YOUR GOAL => Reproduce the passage about Souki and Tellurian word for word, starting at "Despite the impressive" and ending at "began to recover.".

PAGE EXCERPT =>
=== Begin Enclosure ===

But while Souki is a larger-than-life figure, he’s also a controversial one. After founding Cheniere Energy Inc. nearly three decades ago and remaking it from an LNG importer into the first exporter of U.S. shale gas, he was ousted from the company in 2015 amid a push from billionaire investor Carl Icahn, who accused Souki of overspending. Three months later, he set up Tellurian with Martin Houston, another industry veteran.

Despite the impressive pedigree of its leadership, Tellurian struggled to make progress on its LNG project, known as Driftwood. The pandemic cut demand for gas, and a deal with a potential Indian customer fell through, helping to drive its shares lower in 2020 and making it a target for short sellers.

It was around this time that retail investors began to take notice. The stock was cheap, and the community of shareholders quickly grew, creating a Discord channel and a Reddit board to swap research. And Tellurian’s share price began to recover.

Souki not only noticed this budding community, but also leaned into it, posting videos on YouTube to directly speak with these investors while at the same time bashing the short sellers.

=== End Enclosure ===

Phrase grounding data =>
=== Begin Enclosure ===

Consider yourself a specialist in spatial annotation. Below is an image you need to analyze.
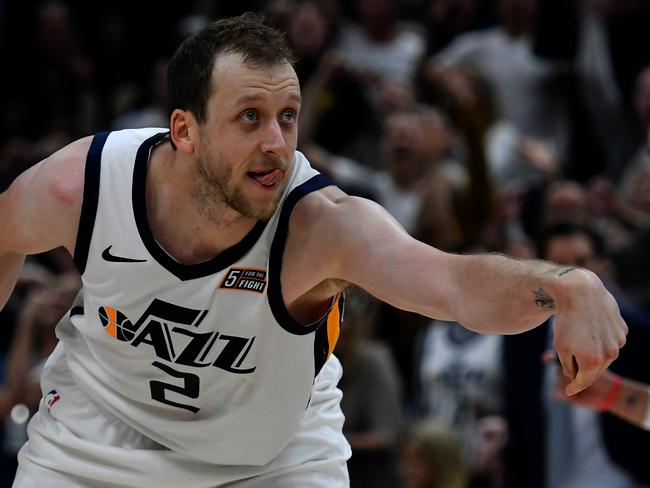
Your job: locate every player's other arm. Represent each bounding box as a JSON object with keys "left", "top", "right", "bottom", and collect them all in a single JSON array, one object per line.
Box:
[
  {"left": 0, "top": 138, "right": 91, "bottom": 308},
  {"left": 308, "top": 196, "right": 627, "bottom": 394}
]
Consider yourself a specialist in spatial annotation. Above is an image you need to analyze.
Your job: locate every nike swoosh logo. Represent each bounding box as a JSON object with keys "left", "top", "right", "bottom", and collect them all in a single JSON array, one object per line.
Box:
[{"left": 102, "top": 245, "right": 147, "bottom": 263}]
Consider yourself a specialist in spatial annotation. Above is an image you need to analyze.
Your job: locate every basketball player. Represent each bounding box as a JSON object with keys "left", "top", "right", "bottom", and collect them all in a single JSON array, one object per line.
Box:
[
  {"left": 0, "top": 16, "right": 626, "bottom": 488},
  {"left": 549, "top": 366, "right": 650, "bottom": 430}
]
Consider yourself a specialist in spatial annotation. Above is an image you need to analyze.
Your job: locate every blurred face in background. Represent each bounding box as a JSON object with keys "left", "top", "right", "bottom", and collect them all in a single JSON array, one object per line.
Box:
[
  {"left": 381, "top": 110, "right": 450, "bottom": 189},
  {"left": 544, "top": 181, "right": 589, "bottom": 227},
  {"left": 544, "top": 233, "right": 595, "bottom": 268},
  {"left": 288, "top": 2, "right": 329, "bottom": 57}
]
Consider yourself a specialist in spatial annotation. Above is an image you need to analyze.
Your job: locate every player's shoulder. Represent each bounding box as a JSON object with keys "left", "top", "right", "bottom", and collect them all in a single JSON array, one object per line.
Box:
[{"left": 8, "top": 136, "right": 92, "bottom": 206}]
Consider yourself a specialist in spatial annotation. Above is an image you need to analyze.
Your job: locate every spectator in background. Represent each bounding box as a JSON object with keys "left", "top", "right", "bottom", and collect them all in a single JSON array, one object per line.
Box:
[
  {"left": 419, "top": 321, "right": 507, "bottom": 488},
  {"left": 335, "top": 290, "right": 402, "bottom": 488},
  {"left": 535, "top": 0, "right": 650, "bottom": 183},
  {"left": 336, "top": 0, "right": 425, "bottom": 103},
  {"left": 112, "top": 59, "right": 169, "bottom": 130},
  {"left": 504, "top": 223, "right": 650, "bottom": 488},
  {"left": 0, "top": 272, "right": 81, "bottom": 480},
  {"left": 402, "top": 420, "right": 468, "bottom": 488},
  {"left": 425, "top": 0, "right": 569, "bottom": 168}
]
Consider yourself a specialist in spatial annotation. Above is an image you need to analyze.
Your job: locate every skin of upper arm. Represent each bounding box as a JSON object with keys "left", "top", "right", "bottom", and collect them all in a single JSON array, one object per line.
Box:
[
  {"left": 0, "top": 137, "right": 92, "bottom": 255},
  {"left": 283, "top": 189, "right": 455, "bottom": 319}
]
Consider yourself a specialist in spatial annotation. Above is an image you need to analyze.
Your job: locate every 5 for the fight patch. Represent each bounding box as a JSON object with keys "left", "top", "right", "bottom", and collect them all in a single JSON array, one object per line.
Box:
[{"left": 219, "top": 268, "right": 266, "bottom": 293}]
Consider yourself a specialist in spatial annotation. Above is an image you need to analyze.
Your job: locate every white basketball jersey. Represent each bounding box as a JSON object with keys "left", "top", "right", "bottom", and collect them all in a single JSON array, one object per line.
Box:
[{"left": 57, "top": 129, "right": 342, "bottom": 465}]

=== End Enclosure ===

OUTPUT FOR THIS TASK =>
Despite the impressive pedigree of its leadership, Tellurian struggled to make progress on its LNG project, known as Driftwood. The pandemic cut demand for gas, and a deal with a potential Indian customer fell through, helping to drive its shares lower in 2020 and making it a target for short sellers.

It was around this time that retail investors began to take notice. The stock was cheap, and the community of shareholders quickly grew, creating a Discord channel and a Reddit board to swap research. And Tellurian’s share price began to recover.